* _JOB_
Pick out each line in the entries below that contains the word "return", and copy those lines in full.
..............................
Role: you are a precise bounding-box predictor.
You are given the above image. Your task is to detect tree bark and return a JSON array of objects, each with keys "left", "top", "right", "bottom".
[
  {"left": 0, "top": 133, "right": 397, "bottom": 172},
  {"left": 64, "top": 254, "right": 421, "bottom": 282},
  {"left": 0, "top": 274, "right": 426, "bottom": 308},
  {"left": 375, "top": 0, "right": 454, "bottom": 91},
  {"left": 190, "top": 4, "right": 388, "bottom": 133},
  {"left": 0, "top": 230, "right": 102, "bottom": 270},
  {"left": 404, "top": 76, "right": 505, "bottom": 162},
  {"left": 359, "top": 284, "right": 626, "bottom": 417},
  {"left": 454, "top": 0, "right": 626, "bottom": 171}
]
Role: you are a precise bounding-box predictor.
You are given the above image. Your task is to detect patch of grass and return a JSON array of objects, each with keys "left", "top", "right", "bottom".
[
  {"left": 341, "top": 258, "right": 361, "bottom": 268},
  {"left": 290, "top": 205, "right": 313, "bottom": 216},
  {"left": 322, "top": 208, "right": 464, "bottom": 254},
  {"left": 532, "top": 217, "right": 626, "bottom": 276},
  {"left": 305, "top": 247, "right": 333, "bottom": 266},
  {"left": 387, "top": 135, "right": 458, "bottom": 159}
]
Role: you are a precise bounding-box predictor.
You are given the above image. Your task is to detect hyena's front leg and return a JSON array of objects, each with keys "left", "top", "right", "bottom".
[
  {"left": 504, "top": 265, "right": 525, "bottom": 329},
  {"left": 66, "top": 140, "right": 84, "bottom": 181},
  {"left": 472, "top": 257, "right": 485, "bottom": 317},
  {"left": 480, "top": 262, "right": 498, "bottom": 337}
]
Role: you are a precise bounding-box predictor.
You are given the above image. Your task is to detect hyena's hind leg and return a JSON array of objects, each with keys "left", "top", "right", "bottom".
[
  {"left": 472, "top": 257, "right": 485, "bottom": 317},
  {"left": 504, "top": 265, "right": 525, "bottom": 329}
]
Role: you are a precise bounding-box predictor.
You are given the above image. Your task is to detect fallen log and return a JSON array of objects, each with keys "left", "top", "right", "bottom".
..............................
* _COMPLETED TASK_
You are given the above image. Your task is to detect tree bark and return a JSON array of objects, each with keys "left", "top", "right", "bottom".
You are given the above image. Your task is to detect patch of grass and return a JSON array of objects, each with keys "left", "top", "right", "bottom".
You are given the above image. Your task is to detect hyena's front leg and return a JSON array of objects, each with keys "left", "top", "right", "bottom".
You are given the above image. Your task is to detect hyena's hind leg and return a JSON array of objects, each with keys "left", "top", "right", "bottom".
You are given the above image. Your task is to detect fallen log and return a JSON array of objects, each with keys "left", "top", "right", "bottom".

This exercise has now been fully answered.